"Mon intérêt pour l'hôtellerie relève du hasard. La Caisse des dépôts, pour laquelle je travaillais, m'a nommé à la Compagnie des wagons-lits, et cette dernière a été rachetée par Accor. C'est donc une série de nominations et de rachats qui m'a conduit dans le groupe Accor, où j'ai occupé différents postes. Ma véritable rencontre avec l'hôtellerie date de 1998, époque à laquelle Paul Dubrule, qui venait de céder la présidence du groupe Accor à Jean-Marc Espalioux, a souhaité créer une nouvelle chaîne hôtelière. Je me suis alors inspiré de ce qui se faisait aux États-Unis et j'ai proposé une chaîne de moyens séjours, Suitehotel, dont j'ai pris la direction.
Fin 2007, j'ai quitté le groupe Accor pour voler de mes propres ailes. La première personne à qui j'ai parlé de mon projet a été Paul Dubrule, qui m'a proposé de m'accompagner dans cette aventure. Il est depuis le premier jour mon partenaire à parts égales dans Okko Hôtels.
Pour nous, la crise a été une mauvaise surprise. Les financements se sont écroulés, la frilosité des banques était extrême, et j'ai dû reprendre à zéro les schémas financiers que j'avais montés… J'ai perdu deux ans.
S'adapter aux évolutions sociologiques
Okko est une chaîne d'hôtels 4 étoiles de centre-ville, qui s'adresse aux voyageurs d'affaires individuels pour des courts séjours. Paul Dubrule m'a toujours dit que, si on veut être bon, il faut se concentrer sur une seule cible.
Okko n'est pas aussi révolutionnaire que l'on veut bien le penser, même si cette marque comporte une multitude de petits changements. Tout comme Paul Dubrule et Gérard Pélisson l'ont fait avec les différentes marques d'Accor, notre concept s'adapte aux évolutions sociologiques du moment. Nous avons regardé les études concernant l'hôtellerie française. Il en ressort que l'hôtellerie n'est pas au niveau, qu'elle ne se modernise pas, que les bâtiments sont mal entretenus, que l'hospitalité est désastreuse et que le rapport qualité-prix ne cesse de se dégrader. Par ailleurs, l'arrivée des boutique-hôtels répond à un certain ennui face à l'uniformité des chaînes hôtelières, et à une transformation fondamentale, à savoir le passage d'une hôtellerie de périphérie à une hôtellerie de centre-ville avec le développement généralisé du TGV en France. Cela bouleverse beaucoup de choses dans la conception de l'hôtellerie et son modèle économique.

·····

Consigne: Mettez à jour le témoignage sur Okko Hôtels en recopiant tout le passage de « Fin 2007, j'ai » jusqu'à « perdu deux ans. », où « deux ans » devient « trois ans ».

Entrées de données enregistrées:
·····

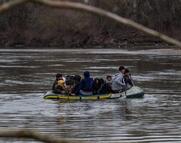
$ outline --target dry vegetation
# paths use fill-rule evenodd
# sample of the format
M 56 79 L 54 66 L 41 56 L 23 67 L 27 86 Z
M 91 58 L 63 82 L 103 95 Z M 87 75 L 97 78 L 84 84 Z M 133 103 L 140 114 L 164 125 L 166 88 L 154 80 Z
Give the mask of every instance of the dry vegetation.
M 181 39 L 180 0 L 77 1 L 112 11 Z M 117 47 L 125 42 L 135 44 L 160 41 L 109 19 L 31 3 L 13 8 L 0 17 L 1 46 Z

·····

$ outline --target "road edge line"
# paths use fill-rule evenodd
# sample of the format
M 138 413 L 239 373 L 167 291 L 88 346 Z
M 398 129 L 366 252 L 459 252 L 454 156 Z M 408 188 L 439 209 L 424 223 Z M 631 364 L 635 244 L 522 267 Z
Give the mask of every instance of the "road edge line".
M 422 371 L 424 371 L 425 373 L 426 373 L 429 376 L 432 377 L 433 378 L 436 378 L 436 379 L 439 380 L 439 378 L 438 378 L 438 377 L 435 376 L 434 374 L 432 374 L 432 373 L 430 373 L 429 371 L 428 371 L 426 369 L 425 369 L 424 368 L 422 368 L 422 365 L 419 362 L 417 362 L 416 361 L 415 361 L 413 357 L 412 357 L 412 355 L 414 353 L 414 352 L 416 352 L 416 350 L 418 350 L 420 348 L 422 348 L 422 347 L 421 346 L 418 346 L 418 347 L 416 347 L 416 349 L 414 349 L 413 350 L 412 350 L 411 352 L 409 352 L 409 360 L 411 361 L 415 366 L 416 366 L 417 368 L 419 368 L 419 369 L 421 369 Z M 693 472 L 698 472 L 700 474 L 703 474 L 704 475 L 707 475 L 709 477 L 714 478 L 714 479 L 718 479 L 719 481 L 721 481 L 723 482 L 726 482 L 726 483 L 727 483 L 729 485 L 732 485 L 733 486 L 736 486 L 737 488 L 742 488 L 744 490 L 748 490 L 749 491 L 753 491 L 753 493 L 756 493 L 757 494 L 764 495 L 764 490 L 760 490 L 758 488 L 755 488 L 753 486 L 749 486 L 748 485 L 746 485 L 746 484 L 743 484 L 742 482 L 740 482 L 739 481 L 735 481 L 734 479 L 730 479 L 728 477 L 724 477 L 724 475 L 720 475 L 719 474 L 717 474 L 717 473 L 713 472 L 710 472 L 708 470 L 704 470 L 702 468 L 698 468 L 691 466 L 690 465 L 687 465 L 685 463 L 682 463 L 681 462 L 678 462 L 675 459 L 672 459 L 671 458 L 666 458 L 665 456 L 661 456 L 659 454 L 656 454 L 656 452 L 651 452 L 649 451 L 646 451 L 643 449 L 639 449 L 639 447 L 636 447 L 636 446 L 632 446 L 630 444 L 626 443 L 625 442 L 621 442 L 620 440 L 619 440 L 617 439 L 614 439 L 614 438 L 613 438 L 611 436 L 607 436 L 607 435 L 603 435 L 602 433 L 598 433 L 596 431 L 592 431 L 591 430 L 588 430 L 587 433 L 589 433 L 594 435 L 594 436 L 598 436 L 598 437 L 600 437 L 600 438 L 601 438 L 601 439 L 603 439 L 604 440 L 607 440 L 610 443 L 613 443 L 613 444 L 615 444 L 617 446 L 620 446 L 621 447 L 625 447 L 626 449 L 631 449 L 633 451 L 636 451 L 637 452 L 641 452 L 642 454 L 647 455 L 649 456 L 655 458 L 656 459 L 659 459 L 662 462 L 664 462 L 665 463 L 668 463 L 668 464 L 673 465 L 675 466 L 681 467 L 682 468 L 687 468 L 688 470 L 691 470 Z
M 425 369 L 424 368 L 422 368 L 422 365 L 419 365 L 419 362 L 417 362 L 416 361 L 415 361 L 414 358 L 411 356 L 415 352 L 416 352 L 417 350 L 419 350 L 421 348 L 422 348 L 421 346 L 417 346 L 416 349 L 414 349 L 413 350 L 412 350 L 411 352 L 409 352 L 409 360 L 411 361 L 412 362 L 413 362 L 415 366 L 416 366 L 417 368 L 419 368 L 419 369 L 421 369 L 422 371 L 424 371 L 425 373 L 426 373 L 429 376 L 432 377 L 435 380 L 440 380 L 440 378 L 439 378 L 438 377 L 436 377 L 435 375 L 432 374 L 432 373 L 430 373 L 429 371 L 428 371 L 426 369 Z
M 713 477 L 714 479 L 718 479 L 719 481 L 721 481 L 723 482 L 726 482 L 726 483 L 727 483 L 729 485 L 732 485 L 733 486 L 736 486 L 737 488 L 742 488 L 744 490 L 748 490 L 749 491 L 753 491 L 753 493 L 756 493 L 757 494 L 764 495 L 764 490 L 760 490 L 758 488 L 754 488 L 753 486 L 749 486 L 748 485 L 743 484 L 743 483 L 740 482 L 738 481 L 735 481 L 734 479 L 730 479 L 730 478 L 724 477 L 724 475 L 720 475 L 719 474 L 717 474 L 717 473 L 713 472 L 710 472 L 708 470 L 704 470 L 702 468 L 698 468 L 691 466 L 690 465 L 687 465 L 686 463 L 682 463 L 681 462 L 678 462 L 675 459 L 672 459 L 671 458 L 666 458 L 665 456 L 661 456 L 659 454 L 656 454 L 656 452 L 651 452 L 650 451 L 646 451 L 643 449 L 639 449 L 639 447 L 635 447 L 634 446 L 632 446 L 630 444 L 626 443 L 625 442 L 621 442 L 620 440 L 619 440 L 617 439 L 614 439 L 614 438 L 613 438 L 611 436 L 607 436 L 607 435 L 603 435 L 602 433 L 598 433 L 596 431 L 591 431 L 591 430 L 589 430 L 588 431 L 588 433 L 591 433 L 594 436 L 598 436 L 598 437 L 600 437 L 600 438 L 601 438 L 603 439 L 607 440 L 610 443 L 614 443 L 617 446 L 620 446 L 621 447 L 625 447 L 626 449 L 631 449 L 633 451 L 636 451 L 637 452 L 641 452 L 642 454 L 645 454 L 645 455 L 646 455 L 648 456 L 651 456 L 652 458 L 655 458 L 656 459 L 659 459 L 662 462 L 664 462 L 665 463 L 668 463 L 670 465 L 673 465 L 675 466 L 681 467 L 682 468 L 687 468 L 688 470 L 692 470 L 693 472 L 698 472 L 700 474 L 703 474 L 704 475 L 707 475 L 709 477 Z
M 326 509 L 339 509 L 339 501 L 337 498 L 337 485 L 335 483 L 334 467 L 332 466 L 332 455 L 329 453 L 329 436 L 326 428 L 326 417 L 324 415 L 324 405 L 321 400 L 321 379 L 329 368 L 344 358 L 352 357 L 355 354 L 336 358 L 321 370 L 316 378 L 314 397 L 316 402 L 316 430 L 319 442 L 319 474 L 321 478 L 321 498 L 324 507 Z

·····

Réponse ci-dessous:
Fin 2007, j'ai quitté le groupe Accor pour voler de mes propres ailes. La première personne à qui j'ai parlé de mon projet a été Paul Dubrule, qui m'a proposé de m'accompagner dans cette aventure. Il est depuis le premier jour mon partenaire à parts égales dans Okko Hôtels.
Pour nous, la crise a été une mauvaise surprise. Les financements se sont écroulés, la frilosité des banques était extrême, et j'ai dû reprendre à zéro les schémas financiers que j'avais montés… J'ai perdu trois ans.